● **Raw records**
start

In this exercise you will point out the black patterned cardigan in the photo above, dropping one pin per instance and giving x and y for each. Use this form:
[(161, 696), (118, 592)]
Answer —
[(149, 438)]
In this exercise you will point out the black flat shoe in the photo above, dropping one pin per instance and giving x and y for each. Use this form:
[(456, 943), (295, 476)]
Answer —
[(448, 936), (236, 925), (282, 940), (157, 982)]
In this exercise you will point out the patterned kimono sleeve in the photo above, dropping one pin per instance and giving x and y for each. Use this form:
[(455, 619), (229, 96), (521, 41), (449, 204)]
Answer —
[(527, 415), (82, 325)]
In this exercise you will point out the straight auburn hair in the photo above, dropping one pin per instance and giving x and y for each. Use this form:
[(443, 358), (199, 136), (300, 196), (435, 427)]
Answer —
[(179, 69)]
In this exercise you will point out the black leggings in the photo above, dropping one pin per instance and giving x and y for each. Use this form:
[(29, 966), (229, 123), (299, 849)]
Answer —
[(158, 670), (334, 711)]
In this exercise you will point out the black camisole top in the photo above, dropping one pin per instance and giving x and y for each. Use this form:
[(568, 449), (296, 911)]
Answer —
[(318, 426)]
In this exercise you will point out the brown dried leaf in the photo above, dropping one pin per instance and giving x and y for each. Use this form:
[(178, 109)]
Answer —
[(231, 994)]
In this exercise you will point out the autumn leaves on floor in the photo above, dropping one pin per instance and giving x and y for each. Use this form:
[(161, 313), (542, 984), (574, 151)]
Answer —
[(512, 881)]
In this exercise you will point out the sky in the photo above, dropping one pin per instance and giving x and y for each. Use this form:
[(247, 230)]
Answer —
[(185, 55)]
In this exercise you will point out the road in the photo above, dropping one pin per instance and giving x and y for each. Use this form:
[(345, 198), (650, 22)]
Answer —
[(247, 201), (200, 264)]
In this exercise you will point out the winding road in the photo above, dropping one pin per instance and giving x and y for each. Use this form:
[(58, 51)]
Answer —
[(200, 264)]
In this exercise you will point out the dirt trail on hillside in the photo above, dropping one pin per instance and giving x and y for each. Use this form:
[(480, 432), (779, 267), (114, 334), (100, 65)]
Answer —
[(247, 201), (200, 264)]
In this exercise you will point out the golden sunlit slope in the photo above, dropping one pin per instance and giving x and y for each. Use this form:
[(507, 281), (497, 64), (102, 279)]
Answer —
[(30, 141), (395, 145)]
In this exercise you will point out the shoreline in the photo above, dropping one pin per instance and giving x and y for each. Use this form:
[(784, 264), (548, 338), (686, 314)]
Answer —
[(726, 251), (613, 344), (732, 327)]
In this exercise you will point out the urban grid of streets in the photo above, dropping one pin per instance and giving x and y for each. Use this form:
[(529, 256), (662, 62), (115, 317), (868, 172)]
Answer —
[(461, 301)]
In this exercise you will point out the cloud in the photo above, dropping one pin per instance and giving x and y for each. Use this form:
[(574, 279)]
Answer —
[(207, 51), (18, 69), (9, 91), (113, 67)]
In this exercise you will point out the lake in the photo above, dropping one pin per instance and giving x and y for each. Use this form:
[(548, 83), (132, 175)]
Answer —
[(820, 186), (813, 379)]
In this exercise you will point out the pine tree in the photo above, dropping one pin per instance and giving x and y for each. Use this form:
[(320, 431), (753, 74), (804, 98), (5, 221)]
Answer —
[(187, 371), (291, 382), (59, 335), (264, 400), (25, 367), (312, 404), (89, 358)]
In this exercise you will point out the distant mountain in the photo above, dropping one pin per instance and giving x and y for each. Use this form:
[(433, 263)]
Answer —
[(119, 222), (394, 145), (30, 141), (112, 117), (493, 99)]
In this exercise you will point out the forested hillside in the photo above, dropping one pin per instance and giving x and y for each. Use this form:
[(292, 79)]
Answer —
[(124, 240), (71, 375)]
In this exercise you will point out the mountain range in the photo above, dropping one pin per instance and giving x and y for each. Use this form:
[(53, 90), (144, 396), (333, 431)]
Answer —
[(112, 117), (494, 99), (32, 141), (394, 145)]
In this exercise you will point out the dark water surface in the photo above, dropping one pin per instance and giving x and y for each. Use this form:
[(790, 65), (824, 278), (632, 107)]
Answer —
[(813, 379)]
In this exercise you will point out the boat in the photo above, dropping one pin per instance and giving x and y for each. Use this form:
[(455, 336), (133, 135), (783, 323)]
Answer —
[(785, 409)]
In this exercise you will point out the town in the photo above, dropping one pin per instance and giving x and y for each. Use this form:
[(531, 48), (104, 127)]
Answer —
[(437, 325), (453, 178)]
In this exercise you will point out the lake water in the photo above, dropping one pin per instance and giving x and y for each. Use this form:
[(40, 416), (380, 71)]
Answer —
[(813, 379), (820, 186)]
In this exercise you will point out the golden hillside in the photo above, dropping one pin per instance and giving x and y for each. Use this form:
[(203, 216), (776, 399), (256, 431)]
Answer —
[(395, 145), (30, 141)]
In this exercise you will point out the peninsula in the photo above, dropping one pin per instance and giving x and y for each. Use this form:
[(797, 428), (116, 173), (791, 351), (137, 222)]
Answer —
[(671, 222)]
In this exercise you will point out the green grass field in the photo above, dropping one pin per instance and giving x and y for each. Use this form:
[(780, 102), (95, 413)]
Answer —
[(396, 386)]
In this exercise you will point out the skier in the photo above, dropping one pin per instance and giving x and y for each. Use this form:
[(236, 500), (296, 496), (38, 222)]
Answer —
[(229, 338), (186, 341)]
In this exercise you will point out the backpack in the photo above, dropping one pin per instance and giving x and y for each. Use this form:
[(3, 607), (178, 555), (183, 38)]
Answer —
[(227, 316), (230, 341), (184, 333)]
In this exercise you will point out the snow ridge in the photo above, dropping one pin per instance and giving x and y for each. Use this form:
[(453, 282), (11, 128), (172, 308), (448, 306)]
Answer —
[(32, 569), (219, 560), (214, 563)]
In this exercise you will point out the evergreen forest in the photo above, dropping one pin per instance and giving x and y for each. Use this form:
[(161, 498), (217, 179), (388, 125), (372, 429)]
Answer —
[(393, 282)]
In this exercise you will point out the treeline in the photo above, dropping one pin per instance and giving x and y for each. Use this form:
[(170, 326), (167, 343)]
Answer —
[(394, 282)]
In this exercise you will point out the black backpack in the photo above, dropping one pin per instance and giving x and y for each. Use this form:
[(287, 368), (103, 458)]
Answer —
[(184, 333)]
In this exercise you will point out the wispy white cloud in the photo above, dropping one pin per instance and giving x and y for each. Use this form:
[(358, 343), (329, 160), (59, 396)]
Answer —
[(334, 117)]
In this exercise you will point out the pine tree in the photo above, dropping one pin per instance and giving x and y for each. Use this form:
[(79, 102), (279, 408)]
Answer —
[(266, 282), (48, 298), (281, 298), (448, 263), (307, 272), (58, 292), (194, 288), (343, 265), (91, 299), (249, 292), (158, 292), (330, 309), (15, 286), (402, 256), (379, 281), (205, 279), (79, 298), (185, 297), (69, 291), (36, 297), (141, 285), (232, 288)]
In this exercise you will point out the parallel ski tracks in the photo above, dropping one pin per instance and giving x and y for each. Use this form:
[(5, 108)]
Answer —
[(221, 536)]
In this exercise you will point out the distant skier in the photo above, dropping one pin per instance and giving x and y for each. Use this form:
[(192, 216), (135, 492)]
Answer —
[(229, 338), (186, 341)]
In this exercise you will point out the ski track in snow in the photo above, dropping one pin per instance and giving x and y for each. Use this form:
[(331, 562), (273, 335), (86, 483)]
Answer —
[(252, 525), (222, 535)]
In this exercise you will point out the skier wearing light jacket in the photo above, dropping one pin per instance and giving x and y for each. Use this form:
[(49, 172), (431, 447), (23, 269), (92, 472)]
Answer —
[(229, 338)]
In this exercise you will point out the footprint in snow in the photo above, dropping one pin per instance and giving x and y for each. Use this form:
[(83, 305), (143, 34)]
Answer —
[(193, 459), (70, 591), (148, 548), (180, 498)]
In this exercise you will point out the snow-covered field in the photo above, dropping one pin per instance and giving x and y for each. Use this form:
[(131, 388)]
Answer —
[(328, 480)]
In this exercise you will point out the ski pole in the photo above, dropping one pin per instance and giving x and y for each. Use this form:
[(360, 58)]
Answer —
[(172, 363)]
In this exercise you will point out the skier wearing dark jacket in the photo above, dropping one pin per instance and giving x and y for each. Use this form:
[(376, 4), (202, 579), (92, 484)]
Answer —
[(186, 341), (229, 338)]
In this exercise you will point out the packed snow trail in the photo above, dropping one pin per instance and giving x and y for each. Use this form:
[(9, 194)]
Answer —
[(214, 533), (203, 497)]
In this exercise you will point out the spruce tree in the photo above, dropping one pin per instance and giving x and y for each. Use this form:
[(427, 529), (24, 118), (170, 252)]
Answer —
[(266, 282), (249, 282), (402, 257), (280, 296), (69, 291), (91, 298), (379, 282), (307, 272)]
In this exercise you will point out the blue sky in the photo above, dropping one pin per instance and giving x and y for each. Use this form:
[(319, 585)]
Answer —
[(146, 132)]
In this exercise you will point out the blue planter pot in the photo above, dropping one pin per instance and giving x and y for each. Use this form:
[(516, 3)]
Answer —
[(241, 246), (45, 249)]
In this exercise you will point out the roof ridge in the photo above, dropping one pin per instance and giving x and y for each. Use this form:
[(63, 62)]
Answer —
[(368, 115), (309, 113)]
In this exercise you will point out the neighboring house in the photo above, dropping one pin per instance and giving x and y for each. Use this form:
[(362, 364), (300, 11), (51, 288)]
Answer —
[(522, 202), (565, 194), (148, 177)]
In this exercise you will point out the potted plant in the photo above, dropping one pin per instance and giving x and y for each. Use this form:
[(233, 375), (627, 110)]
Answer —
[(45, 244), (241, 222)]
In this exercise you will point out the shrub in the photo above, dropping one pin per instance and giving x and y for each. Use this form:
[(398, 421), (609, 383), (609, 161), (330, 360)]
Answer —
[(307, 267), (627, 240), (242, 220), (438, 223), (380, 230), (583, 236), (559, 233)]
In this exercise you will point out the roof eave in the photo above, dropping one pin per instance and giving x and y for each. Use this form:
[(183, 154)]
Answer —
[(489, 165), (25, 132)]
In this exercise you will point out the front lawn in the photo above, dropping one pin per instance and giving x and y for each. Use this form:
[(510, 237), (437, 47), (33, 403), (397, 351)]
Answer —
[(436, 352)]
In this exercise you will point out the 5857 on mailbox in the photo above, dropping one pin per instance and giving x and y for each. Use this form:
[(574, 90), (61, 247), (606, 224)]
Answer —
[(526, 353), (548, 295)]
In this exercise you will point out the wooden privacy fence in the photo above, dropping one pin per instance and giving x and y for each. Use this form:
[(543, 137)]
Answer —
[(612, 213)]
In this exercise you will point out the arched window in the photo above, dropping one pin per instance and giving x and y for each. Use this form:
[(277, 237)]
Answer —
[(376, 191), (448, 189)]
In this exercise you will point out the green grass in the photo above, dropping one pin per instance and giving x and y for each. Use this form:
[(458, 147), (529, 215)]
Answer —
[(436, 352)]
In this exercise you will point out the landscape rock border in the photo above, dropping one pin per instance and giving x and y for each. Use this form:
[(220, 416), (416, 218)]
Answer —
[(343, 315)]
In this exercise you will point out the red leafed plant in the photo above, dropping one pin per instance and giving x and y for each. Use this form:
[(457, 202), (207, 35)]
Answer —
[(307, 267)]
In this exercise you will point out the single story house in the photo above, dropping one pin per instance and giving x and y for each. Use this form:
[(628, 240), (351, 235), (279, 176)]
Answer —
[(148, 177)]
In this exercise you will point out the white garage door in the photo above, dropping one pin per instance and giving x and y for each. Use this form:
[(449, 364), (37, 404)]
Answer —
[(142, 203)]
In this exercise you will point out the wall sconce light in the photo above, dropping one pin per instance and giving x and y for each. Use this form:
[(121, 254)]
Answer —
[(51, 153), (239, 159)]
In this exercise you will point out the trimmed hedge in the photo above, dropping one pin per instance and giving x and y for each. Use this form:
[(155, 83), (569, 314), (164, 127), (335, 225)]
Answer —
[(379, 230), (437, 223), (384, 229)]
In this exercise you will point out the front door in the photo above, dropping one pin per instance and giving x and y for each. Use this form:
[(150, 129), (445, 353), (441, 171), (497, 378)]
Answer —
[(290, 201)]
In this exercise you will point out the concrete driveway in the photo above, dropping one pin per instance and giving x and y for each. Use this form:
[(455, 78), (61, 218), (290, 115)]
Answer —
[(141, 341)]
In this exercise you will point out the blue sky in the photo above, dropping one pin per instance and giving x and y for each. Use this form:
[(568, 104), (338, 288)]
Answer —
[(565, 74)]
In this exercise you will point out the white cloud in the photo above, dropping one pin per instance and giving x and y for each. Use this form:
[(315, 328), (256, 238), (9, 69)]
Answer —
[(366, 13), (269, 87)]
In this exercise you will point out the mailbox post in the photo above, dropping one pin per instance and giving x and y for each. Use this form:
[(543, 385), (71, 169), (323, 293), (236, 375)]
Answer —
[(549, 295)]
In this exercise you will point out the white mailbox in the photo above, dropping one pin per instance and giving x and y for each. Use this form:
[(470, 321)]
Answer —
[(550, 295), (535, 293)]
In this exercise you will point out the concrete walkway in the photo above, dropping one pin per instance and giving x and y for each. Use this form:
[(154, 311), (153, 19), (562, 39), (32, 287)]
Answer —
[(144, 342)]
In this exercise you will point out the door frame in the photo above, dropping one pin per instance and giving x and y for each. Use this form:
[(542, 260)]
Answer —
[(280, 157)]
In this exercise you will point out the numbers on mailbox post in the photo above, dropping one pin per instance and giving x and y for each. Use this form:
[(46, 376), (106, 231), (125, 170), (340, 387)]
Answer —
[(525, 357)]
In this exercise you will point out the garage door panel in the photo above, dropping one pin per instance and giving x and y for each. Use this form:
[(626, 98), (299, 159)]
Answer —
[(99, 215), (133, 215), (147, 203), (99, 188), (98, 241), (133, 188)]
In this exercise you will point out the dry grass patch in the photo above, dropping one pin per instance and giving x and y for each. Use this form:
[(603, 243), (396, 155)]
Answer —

end

● **Required work**
Please reproduce only the lines starting with the line with "In this exercise you will point out the sky" and going on through the line with "[(185, 55)]", replacing "sky" with "horizon" and leaving everything else unchanged.

● **Solution below**
In this exercise you will point out the horizon in the photo above, dropping one pin per instance and giving x and y for each. Use this form:
[(247, 230)]
Answer —
[(185, 55)]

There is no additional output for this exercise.